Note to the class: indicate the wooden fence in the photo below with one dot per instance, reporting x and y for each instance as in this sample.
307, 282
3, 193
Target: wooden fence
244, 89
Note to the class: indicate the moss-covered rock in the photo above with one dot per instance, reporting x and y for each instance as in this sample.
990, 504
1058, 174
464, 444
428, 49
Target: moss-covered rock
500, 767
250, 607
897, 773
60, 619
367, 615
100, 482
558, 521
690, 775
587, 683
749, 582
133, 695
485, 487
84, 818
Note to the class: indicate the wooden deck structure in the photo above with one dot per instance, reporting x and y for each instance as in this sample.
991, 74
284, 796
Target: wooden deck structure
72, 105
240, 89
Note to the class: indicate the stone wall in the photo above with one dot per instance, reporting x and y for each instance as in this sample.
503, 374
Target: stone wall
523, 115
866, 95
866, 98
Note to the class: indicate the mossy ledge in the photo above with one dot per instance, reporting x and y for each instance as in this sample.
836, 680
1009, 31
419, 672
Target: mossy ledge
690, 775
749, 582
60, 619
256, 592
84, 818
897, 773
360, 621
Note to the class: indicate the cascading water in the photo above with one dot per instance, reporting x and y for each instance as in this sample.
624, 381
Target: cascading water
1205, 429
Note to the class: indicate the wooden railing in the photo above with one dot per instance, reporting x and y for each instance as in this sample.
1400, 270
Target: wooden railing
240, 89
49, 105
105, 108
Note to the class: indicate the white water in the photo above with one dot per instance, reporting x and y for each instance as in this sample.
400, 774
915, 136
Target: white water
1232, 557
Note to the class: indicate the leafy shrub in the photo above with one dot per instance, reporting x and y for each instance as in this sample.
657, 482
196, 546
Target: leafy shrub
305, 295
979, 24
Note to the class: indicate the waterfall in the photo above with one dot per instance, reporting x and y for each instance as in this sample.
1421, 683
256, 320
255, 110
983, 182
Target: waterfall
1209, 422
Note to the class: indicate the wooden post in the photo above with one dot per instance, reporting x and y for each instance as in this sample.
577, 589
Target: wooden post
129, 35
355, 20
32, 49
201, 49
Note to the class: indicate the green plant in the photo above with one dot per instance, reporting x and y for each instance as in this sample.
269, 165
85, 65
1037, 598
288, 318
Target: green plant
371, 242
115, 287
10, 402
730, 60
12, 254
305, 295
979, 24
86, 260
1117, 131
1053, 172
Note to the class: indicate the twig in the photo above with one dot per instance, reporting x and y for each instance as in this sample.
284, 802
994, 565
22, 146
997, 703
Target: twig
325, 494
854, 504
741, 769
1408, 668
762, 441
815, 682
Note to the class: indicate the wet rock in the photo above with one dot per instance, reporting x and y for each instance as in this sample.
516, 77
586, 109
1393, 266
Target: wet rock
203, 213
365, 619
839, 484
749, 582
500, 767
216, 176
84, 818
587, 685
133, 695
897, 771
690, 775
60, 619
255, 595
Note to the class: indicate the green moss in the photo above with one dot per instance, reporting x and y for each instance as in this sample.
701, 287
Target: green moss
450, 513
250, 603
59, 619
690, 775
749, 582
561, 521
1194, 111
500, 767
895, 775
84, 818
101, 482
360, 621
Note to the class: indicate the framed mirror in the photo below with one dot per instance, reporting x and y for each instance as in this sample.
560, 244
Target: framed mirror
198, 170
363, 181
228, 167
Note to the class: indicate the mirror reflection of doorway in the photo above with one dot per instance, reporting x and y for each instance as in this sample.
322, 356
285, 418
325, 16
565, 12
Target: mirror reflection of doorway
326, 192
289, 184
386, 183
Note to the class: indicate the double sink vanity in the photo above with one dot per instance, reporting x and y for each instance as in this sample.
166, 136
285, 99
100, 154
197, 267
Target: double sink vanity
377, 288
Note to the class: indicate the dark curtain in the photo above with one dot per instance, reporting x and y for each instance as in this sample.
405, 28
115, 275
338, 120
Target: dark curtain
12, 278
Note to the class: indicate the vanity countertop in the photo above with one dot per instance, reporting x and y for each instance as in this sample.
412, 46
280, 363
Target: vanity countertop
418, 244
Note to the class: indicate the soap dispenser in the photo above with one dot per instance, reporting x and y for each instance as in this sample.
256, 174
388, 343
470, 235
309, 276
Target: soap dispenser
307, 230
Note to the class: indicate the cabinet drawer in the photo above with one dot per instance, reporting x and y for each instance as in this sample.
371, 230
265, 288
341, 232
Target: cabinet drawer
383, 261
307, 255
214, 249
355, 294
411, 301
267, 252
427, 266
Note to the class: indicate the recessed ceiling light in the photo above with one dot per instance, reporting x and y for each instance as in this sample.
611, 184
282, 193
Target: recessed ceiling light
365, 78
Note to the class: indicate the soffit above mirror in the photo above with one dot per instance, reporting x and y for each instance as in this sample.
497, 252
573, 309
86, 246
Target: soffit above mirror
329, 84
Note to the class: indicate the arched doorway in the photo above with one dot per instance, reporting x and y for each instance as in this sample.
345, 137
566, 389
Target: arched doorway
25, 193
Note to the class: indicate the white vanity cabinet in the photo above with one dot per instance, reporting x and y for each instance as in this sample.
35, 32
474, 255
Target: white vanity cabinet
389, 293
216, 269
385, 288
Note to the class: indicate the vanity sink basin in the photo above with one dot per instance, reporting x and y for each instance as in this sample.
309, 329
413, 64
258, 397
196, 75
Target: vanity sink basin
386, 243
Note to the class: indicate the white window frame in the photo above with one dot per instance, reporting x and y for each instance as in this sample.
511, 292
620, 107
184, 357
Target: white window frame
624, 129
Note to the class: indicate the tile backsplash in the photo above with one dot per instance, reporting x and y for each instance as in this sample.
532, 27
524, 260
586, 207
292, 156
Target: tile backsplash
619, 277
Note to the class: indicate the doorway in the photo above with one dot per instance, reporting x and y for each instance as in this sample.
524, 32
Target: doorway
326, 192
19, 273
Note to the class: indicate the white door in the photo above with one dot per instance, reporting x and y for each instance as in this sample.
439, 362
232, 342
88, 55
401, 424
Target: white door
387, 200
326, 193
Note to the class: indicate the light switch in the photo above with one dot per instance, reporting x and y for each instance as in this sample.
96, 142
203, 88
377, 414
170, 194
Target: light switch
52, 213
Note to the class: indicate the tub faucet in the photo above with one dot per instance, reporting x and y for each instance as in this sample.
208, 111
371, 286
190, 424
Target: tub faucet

□ □ □ □ □ □ □

■ **Work to complete**
Nothing but the lines from the one with "Note to the class: indicate the white vanity" through the end of the data above should be repeated, each exactly as it stands.

■ **Complete answer**
Note to the class: indicate the white vanity cabinet in the photo above with one dot per instance, reporting x and y for each instance as in this sample.
35, 32
474, 255
Target: white vanity cabinet
389, 293
216, 269
385, 288
Note to the class: indicate the vanity sink basin in the photo above with one dot per instance, reporting x and y for each instance as in this sample.
309, 329
413, 64
258, 397
196, 75
Target: vanity sink basin
386, 243
Note to the class: indicate the white window frame in the photo above with one dot per instance, reporting x and y for each instance as in this sample.
511, 292
620, 107
184, 357
Target: white window frame
624, 129
Note to the class: indicate the tile backsplash in the photo above with one dot per instance, reporting x and y for each instance as in this sample.
532, 27
524, 260
586, 207
292, 156
Target: tile backsplash
619, 277
Note to the class: indicate the doorway in the photo above with one dot per instance, reporting x and y for each instance as in this sample.
524, 32
Target: doorway
326, 192
19, 273
Note to the class: indicate the white door in the photo above with one dot per instance, reporting x and y for each instance as in this sample.
439, 362
232, 342
88, 55
401, 424
Target: white door
387, 200
326, 193
Note to the class: indicate the light switch in the photo above with one dot per instance, reporting x and y for each instance as in this sample.
96, 142
203, 88
377, 414
170, 194
Target: light switch
52, 213
Note to the class: indicate the tub faucet in the photo above with one dot per instance, reporting x and y for each instance as in this sample.
208, 111
371, 286
190, 424
Target: tub faucet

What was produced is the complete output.